TASK MATERIAL below:
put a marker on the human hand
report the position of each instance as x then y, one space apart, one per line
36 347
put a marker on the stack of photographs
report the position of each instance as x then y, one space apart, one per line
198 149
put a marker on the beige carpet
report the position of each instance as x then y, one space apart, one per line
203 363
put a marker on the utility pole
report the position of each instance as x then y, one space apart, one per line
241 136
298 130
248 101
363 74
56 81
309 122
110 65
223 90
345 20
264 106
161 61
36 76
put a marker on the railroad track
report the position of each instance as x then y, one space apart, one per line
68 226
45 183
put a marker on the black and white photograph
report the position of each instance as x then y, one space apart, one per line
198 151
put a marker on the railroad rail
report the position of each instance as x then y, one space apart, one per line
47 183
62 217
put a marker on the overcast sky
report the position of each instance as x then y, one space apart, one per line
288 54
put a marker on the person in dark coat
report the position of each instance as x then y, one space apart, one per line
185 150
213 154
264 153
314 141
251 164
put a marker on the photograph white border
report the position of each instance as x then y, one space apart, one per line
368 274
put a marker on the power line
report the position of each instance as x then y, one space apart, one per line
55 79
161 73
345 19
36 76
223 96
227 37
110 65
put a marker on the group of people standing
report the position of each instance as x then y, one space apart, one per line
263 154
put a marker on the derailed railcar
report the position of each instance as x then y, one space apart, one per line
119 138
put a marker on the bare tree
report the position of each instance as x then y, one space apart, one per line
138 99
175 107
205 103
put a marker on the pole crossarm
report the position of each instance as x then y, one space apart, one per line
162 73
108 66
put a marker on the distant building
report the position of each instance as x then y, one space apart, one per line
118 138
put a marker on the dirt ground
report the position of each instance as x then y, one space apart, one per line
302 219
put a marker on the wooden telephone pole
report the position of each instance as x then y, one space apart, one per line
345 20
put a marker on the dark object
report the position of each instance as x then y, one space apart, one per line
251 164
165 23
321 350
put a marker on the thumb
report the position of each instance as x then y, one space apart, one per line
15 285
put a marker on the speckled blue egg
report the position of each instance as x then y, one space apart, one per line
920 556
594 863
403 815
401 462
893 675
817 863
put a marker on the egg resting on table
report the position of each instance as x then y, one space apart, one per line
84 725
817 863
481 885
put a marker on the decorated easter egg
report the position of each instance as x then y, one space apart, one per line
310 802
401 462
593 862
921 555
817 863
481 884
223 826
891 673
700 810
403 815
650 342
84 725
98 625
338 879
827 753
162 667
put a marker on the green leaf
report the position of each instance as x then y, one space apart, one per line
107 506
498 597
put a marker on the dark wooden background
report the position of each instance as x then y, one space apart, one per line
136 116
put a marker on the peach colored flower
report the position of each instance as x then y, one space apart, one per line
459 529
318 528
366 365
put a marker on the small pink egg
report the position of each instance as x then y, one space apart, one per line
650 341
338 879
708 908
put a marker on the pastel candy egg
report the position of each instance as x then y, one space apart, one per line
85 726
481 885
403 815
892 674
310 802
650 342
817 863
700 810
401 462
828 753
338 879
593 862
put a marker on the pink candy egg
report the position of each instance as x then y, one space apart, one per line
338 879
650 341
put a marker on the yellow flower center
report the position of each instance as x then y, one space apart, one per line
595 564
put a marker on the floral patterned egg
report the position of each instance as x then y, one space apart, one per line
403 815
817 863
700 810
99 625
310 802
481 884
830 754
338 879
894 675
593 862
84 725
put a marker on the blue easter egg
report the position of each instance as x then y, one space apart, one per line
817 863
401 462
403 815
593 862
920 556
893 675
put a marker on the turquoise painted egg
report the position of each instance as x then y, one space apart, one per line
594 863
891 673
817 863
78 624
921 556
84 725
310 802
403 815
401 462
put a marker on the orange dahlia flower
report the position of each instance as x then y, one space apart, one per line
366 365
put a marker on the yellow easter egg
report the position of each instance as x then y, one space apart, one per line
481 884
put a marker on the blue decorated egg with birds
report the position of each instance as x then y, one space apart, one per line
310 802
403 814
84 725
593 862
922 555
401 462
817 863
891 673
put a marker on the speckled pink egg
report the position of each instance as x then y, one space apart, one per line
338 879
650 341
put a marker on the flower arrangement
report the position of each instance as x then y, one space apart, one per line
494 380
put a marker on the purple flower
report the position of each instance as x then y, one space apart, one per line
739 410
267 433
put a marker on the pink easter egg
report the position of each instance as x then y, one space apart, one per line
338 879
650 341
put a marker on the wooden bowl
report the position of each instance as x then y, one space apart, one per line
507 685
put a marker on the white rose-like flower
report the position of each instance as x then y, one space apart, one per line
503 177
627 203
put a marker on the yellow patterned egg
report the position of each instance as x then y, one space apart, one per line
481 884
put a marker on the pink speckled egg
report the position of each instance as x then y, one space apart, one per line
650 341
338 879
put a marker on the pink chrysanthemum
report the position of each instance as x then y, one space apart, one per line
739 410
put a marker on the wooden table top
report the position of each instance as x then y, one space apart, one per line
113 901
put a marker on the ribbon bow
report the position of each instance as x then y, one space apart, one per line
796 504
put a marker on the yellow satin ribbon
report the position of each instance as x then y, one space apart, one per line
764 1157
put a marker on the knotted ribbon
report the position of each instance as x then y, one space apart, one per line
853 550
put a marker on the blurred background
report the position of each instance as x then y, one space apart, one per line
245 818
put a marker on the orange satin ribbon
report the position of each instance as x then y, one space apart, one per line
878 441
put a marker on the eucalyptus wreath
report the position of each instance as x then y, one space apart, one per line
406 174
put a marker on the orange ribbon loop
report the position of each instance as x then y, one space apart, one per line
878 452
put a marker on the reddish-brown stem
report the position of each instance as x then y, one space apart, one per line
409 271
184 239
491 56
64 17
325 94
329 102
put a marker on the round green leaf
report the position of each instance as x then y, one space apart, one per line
End of TASK MATERIAL.
- _TRY IT_
Copy out every line of the entries where the string "easter" shows up.

- _ANSWER BOX_
put a marker on the decorated easter egg
put a marker on the blue easter egg
put a marker on the yellow easter egg
put a marker on the pink easter egg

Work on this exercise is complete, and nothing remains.